— Provided material —
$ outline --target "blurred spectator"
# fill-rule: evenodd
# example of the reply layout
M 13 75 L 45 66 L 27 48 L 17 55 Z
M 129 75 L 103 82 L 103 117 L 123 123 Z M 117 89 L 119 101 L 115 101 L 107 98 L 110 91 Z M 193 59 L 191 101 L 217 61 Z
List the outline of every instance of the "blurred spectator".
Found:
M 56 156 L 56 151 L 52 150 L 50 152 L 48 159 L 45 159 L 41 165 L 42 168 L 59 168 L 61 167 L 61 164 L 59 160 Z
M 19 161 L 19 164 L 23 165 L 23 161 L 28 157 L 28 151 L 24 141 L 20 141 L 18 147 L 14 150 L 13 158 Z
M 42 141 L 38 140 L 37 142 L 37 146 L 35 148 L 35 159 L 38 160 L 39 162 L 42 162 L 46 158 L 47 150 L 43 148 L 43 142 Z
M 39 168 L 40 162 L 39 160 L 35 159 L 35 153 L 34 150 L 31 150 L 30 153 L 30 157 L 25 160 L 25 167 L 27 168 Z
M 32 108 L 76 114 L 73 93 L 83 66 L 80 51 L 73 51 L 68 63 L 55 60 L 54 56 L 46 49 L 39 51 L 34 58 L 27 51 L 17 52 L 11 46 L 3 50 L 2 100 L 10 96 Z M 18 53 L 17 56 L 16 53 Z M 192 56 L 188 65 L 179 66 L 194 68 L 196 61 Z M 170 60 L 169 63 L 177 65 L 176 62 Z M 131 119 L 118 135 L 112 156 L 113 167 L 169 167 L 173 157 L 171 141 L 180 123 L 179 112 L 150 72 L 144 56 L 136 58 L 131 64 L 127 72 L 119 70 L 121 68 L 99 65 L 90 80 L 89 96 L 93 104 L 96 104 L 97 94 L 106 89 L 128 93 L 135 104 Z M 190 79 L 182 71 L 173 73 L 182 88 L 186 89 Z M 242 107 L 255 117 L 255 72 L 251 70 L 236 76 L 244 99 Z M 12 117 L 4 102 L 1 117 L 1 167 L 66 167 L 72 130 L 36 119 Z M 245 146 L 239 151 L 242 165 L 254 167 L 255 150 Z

— Given task —
Reproduce every line from the start of the entries through the line containing "M 56 156 L 56", inclusive, shifting each coordinate in the answers by 37 and leaving the request lines and the sample reply layout as they are.

— Finished task —
$ outline --target "blurred spectator"
# fill-rule: evenodd
# example of the reply layout
M 13 75 L 45 66 L 27 48 L 17 55 Z
M 129 75 L 103 82 L 103 117 L 123 123 Z M 117 89 L 119 101 L 115 101 L 107 98 L 110 91 Z M 193 59 L 191 101 L 217 61 Z
List the outline of every instance of the "blurred spectator".
Found:
M 93 193 L 93 188 L 89 187 L 87 189 L 85 196 L 82 196 L 78 202 L 79 205 L 96 205 L 98 204 L 98 201 L 96 197 Z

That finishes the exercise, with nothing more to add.